■ Problem description
Reproduce all of the following material word for word, without changing anything.
==== Data for this exercise
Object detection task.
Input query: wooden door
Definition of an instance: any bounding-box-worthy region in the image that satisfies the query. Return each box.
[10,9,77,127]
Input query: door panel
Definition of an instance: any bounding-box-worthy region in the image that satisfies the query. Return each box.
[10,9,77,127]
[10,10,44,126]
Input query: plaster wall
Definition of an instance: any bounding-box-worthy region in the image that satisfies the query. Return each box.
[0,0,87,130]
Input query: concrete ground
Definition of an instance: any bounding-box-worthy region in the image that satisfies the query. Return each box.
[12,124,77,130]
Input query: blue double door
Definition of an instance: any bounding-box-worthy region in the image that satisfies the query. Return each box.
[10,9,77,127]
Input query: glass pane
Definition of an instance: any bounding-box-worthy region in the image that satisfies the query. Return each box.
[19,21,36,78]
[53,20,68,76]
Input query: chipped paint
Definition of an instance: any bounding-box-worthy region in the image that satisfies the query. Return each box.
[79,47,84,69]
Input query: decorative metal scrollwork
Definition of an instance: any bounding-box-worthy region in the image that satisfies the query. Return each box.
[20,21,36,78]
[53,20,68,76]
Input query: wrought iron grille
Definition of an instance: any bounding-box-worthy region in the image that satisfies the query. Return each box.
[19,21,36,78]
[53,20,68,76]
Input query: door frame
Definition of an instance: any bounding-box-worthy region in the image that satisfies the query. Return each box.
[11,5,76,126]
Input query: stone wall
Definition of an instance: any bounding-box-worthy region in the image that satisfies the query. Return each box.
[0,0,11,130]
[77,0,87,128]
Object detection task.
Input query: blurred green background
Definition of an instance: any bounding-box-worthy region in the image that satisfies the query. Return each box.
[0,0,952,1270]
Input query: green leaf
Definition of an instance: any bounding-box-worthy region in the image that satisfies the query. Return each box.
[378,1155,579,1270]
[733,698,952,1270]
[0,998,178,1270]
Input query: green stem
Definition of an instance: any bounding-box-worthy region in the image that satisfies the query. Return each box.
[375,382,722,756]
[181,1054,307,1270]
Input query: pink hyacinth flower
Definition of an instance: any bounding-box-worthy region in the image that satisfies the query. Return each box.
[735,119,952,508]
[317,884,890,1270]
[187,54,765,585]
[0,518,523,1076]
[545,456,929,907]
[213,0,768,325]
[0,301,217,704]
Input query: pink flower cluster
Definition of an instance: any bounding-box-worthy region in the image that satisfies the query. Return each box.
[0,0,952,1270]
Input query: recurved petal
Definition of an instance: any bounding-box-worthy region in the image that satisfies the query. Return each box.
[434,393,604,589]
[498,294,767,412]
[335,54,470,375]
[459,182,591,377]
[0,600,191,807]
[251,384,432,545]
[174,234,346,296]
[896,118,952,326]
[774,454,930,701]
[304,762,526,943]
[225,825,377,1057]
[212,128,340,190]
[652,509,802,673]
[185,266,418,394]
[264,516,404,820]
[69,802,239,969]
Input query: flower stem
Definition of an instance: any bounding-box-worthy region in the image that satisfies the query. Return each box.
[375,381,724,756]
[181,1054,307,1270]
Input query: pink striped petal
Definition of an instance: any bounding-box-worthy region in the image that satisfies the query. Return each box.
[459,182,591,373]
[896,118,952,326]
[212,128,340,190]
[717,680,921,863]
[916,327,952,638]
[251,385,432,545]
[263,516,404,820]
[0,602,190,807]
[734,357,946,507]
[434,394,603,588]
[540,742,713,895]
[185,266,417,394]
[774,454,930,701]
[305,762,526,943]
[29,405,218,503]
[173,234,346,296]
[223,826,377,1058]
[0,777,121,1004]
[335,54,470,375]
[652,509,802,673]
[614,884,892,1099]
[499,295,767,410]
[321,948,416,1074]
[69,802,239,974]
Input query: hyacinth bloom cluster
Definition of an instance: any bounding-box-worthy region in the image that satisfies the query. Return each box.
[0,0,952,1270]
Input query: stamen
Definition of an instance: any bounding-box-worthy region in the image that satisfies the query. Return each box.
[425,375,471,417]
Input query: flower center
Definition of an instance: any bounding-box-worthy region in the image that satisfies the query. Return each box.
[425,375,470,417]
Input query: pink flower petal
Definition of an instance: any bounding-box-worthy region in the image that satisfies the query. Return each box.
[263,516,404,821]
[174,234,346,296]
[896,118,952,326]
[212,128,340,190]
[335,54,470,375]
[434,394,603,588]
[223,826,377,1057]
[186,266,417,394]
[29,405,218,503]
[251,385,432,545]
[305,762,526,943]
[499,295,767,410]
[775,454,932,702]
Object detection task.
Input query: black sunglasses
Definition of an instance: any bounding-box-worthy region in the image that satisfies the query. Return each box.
========
■ Answer in full
Object detection task.
Input query: wooden door
Definition of an instance: any bounding-box-worthy region in the image that satisfies the query. Return each box.
[10,9,77,127]
Input query: door panel
Definition of an instance: any bounding-box-worthy region in the image that satisfies the query. Return each box.
[10,9,77,127]
[10,10,44,126]
Input query: plaster wall
Definition of an instance: any bounding-box-worthy region in the image that satisfies the query. Return each box.
[0,0,87,130]
Input query: concrete ground
Definition of an instance: any bounding-box-worthy region in the image that satisfies the query. Return each box.
[12,124,77,130]
Input query: blue double door
Definition of an instance: any bounding-box-worthy region in the image that satisfies the query. Return each box.
[10,9,77,127]
Input query: glass pane
Definition of an instance: any bounding-box-worthy region in the image that satisfies the query. Return each box.
[19,21,36,78]
[53,20,68,76]
Input query: chipped paint
Definition of an instance: any bounding-box-worthy region in the image that satisfies the query. Return each box.
[79,47,84,69]
Input query: decorative metal scrollwork
Definition of an instance: any bounding-box-worthy region in the image that satisfies the query. Return each box.
[20,21,36,78]
[53,20,68,76]
Input query: wrought iron grille
Definition of an instance: any bounding-box-worthy region in the image that satisfies the query. Return each box.
[19,21,36,78]
[53,20,68,76]
Input query: door frame
Definition of an instance: any bounding-box-worthy region in the image that satisfies the query. Return each box.
[11,5,76,126]
Input query: stone wall
Definition of an instance: any bounding-box-worthy region in the image that satisfies the query. Return each box.
[0,0,11,130]
[77,0,87,128]
Object detection task.
Input query: blurred green background
Definition of an instance: any bounding-box-worthy region in the image that satisfies the query. Return each box.
[0,0,952,1270]
Input query: green leaf
Definition of an instance: any bounding-box-worthy region in the image that satisfies the query. Return each box.
[378,1155,579,1270]
[733,698,952,1270]
[0,998,178,1270]
Input query: green stem
Definition of an instance: any bounding-box-worthy region in the image that satisfies the query. Return each box.
[375,382,722,756]
[181,1054,307,1270]
Input query: pink hyacinth flower
Definition of an instance: any bounding-box-worthy region in the image that satisfies the query. Return each box.
[735,119,952,508]
[317,884,890,1270]
[187,54,765,585]
[0,518,523,1076]
[545,456,929,907]
[213,0,768,325]
[0,301,217,704]
Input query: pink flower cluster
Definition of an instance: any bounding-box-worthy region in the image that satisfies the query. Return each box.
[0,0,952,1270]
Input query: recurved petal
Definition of an instance: any bounding-box-worthy region in the image that satisfies the query. Return each box.
[434,393,604,589]
[498,294,767,412]
[335,54,470,375]
[459,182,591,377]
[0,600,191,807]
[251,384,432,545]
[174,234,346,296]
[896,118,952,326]
[774,454,930,701]
[304,762,526,943]
[225,825,377,1057]
[212,128,340,190]
[652,509,802,673]
[185,266,418,394]
[264,516,404,820]
[69,802,239,969]
Input query: flower stem
Definition of an instance: any bounding-box-worthy region in the image that satisfies the query. Return each box.
[375,381,724,756]
[181,1054,307,1270]
Input query: pink striped petal
Definition of an instance: any bounding-box-worthy region in the image that satisfies the query. Return each box.
[459,182,591,373]
[896,118,952,326]
[212,128,340,190]
[717,680,921,863]
[916,327,952,638]
[251,385,432,545]
[263,516,404,820]
[0,602,190,807]
[734,357,946,507]
[434,394,603,588]
[540,742,713,895]
[185,266,417,394]
[774,454,930,701]
[305,762,526,943]
[29,405,218,503]
[173,234,346,296]
[223,826,377,1058]
[0,777,121,1004]
[335,54,470,375]
[652,509,802,673]
[614,884,892,1099]
[499,295,767,410]
[321,948,416,1074]
[69,802,239,974]
Input query: hyacinth bloom cluster
Definition of an instance: any bounding-box-worthy region in the image that satisfies the query. Return each box.
[0,0,952,1270]
Input query: stamen
Definition of an instance: any bounding-box-worthy region in the image that satisfies the query. Return each box.
[425,375,471,417]
Input query: flower center
Definition of an instance: any bounding-box-worthy region in the image that satisfies the query. Return each box.
[425,375,470,417]
Input query: pink flower petal
Definition of an instance: any bounding-box-worthy region in the image that satisfies the query. Return each box.
[263,516,404,821]
[174,234,346,296]
[896,118,952,326]
[212,128,340,190]
[335,54,470,375]
[434,394,603,588]
[223,826,377,1057]
[186,266,417,394]
[29,405,218,503]
[251,385,432,545]
[305,762,526,943]
[499,295,767,410]
[775,454,932,702]
Object detection task.
Input query: black sunglasses
Definition of an instance: any bounding-box-worthy region in the image that satisfies the query. Return each box.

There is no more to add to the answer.